>> Start SELECTED TEXT

# Strawberry & Blueberry Filled Crepes.



## Two Knots (Nov 12, 2011)

Full Crepe Recipe


----------



## wooleybooger (Feb 23, 2019)

Funny you should mention ricotta. We had air fryer baked potatoes last night but only enough sour cream for 1, wife had that. I used ricotta on my potato. It was surprisingly very good like that, better that sour cream I thought. Just butter, ricotta and S&P.


----------



## Old Thomas (Nov 28, 2019)

Those look good.


----------



## Two Knots (Nov 12, 2011)

Old Thomas said:


> Those look good.


“Tommy Likes It! “


----------



## Old Thomas (Nov 28, 2019)

Yea. I am picky about food and those pass the test.


----------



## de-nagorg (Feb 23, 2014)

Old Thomas said:


> Yea. I am picky about food and those pass the test.

>> End SELECTED TEXT

TASK 1:
Format the rows from the line containing "bus in this photo." through the end of the rows as a numbered list, leaving out any blank lines.

>> Start GIVEN RECORDS

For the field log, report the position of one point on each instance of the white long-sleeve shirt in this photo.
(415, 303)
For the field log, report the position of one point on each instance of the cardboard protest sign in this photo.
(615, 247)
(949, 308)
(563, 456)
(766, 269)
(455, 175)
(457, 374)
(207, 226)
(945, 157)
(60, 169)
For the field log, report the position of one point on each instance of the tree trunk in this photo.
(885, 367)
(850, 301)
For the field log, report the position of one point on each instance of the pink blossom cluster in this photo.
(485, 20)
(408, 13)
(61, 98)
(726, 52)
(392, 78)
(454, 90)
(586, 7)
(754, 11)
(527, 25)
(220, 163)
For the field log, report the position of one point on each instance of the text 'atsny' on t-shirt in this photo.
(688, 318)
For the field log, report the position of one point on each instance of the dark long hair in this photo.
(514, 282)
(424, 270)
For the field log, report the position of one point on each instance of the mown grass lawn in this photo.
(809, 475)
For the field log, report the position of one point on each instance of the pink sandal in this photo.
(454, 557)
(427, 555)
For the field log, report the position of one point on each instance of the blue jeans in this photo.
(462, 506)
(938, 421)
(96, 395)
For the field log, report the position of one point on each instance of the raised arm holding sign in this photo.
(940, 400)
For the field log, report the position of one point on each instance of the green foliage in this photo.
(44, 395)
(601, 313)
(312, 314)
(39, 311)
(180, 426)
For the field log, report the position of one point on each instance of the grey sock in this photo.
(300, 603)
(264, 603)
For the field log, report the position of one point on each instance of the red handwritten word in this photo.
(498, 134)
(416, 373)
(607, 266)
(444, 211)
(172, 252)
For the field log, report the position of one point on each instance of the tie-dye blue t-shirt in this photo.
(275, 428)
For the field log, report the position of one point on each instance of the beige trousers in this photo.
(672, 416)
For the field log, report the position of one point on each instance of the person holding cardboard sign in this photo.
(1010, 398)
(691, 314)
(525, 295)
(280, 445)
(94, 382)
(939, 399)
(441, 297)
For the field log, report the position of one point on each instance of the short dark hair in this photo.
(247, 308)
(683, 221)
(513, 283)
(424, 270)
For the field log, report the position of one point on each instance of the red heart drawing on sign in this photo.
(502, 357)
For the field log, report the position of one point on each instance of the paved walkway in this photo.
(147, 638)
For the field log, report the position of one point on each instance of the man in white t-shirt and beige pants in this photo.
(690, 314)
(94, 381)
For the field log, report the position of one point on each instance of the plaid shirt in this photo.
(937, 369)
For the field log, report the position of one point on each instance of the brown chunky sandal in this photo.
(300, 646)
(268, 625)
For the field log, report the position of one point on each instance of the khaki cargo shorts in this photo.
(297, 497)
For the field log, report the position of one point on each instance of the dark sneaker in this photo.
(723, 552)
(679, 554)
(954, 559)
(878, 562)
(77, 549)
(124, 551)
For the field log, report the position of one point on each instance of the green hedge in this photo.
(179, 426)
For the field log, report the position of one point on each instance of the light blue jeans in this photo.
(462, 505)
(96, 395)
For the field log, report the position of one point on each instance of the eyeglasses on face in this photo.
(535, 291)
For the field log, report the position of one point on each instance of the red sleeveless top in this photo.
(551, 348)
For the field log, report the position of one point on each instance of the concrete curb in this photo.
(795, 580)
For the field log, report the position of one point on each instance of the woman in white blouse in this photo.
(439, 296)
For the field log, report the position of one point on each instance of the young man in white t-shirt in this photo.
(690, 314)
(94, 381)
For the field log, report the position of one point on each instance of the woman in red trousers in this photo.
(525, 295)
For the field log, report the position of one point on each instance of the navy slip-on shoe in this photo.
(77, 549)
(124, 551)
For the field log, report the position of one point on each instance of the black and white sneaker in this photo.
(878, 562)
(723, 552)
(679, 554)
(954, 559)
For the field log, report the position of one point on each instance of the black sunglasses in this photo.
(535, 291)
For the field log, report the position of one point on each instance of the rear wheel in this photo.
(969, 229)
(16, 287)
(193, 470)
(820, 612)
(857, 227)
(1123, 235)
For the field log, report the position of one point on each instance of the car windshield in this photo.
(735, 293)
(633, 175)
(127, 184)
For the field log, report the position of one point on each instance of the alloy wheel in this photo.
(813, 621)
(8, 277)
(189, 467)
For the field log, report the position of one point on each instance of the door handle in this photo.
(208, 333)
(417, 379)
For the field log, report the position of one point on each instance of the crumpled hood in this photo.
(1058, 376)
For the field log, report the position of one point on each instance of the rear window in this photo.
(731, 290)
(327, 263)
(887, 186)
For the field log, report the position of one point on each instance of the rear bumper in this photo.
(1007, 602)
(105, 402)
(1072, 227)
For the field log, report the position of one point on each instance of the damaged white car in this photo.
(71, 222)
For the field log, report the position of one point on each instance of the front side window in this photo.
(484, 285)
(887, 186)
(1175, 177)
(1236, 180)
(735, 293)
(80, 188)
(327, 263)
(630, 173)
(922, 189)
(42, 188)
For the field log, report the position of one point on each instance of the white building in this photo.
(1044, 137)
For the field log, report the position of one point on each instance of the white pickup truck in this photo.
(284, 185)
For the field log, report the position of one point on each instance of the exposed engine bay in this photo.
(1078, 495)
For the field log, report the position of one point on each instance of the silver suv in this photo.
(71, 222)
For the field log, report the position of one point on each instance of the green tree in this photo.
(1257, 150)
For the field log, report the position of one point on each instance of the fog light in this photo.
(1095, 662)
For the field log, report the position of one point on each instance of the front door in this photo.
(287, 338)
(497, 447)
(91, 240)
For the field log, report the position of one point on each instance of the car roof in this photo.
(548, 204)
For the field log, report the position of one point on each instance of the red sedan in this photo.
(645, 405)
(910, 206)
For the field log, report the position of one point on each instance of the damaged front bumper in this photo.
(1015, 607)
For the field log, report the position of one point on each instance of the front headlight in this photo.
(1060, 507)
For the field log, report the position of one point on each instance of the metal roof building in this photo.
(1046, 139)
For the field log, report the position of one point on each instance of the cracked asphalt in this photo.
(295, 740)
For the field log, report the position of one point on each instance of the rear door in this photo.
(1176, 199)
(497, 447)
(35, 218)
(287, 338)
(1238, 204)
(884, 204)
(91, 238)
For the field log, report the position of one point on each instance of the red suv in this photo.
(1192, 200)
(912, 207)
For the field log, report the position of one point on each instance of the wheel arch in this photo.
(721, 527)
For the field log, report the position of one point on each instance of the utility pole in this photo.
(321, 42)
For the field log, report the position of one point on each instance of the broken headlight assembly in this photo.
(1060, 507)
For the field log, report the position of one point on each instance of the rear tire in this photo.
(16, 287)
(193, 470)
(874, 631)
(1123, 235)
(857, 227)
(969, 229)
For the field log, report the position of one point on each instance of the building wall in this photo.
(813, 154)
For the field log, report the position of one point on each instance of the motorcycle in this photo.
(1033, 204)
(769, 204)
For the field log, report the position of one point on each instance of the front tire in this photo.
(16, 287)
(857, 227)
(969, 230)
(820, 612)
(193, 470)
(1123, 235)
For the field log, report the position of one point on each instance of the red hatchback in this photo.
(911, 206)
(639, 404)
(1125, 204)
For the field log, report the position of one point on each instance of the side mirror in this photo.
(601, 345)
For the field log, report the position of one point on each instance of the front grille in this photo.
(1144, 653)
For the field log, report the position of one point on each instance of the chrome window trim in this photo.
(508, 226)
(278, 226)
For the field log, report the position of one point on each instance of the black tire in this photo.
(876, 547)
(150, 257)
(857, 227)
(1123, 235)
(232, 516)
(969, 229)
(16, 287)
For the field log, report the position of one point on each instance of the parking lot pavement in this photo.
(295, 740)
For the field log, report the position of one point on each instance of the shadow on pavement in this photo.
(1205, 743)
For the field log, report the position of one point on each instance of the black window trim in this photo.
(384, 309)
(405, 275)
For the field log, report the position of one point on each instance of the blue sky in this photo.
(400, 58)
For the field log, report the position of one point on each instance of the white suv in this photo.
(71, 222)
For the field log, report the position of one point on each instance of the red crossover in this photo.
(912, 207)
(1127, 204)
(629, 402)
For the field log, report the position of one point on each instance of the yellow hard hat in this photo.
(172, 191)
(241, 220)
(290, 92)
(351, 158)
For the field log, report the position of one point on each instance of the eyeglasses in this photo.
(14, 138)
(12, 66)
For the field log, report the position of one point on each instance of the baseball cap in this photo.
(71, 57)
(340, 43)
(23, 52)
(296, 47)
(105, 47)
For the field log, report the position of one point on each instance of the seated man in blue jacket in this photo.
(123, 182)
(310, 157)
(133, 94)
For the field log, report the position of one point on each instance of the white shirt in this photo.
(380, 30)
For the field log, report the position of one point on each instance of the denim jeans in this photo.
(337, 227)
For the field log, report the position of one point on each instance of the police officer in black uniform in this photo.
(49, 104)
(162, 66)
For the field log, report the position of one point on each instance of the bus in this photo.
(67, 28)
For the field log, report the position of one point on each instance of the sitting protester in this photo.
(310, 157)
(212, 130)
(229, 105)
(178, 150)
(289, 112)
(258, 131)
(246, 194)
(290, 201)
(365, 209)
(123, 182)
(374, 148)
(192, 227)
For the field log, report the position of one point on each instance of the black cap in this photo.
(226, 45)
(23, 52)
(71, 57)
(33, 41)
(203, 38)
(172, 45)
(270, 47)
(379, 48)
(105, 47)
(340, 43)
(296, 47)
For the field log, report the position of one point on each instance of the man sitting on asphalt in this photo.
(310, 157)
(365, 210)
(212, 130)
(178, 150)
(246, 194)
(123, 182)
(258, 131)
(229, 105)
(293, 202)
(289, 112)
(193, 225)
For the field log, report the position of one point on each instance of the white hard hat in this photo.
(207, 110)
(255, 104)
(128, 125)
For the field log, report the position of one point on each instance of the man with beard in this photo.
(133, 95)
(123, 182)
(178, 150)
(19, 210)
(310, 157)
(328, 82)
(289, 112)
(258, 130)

>> End GIVEN RECORDS

TASK 2:
Name every distinct username that appears as a post author in the crepes thread.

TASK SOLUTION 1:
1. For the field log, report the position of one point on each instance of the bus in this photo.
2. (67, 28)
3. For the field log, report the position of one point on each instance of the sitting protester in this photo.
4. (310, 157)
5. (212, 130)
6. (229, 105)
7. (178, 150)
8. (289, 112)
9. (258, 131)
10. (246, 194)
11. (290, 201)
12. (365, 209)
13. (123, 182)
14. (374, 148)
15. (192, 227)
16. For the field log, report the position of one point on each instance of the black cap in this photo.
17. (226, 45)
18. (23, 52)
19. (71, 57)
20. (33, 41)
21. (203, 38)
22. (172, 45)
23. (270, 47)
24. (379, 48)
25. (105, 47)
26. (340, 43)
27. (296, 47)
28. For the field log, report the position of one point on each instance of the man sitting on asphalt in this photo.
29. (310, 157)
30. (365, 210)
31. (212, 130)
32. (178, 150)
33. (246, 194)
34. (123, 182)
35. (258, 131)
36. (229, 105)
37. (293, 202)
38. (289, 112)
39. (193, 225)
40. For the field log, report the position of one point on each instance of the white hard hat in this photo.
41. (207, 110)
42. (255, 104)
43. (128, 125)
44. For the field log, report the position of one point on each instance of the man with beard in this photo.
45. (133, 95)
46. (123, 182)
47. (178, 150)
48. (19, 210)
49. (310, 157)
50. (328, 82)
51. (289, 112)
52. (258, 130)

TASK SOLUTION 2:
Two Knots, wooleybooger, Old Thomas, de-nagorg